Data for analysis:
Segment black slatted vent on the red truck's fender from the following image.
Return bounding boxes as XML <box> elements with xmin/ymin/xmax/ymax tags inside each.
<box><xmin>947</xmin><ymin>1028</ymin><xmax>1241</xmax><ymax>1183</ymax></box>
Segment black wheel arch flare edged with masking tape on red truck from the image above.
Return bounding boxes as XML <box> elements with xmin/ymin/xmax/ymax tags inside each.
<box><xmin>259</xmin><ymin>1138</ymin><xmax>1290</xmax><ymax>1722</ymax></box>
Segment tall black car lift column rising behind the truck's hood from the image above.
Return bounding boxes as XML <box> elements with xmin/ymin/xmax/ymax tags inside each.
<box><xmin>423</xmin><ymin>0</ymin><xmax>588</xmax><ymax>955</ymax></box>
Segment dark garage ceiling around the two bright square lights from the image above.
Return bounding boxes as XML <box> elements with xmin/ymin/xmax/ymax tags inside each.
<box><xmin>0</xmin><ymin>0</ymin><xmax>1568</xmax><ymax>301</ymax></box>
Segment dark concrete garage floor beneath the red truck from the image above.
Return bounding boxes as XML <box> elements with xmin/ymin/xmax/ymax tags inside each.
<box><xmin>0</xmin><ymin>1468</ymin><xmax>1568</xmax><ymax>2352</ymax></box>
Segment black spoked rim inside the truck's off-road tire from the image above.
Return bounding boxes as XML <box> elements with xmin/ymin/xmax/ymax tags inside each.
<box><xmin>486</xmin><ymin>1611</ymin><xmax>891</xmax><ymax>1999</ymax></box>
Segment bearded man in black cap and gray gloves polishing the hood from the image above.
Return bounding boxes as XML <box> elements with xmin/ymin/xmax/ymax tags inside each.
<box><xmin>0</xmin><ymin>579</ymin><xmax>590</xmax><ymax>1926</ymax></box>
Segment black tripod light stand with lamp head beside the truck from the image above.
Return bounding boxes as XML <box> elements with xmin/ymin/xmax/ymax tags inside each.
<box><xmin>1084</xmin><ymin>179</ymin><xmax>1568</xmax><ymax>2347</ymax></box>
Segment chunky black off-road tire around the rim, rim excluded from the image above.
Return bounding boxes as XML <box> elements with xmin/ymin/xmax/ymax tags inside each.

Exercise requirements: Among the lines above, find those with the string "black" and copy them.

Answer:
Segment black slatted vent on the red truck's fender from the following image.
Segment black wheel arch flare edged with masking tape on red truck from the image above.
Segment tall black car lift column rising behind the truck's hood from the image above.
Segment black spoked rim inside the truck's off-road tire from the image above.
Segment bearded man in black cap and gray gloves polishing the hood from the image above.
Segment black tripod light stand with lamp head beside the truck from the image above.
Segment chunky black off-road tire around the rim, rim excluded from the image above.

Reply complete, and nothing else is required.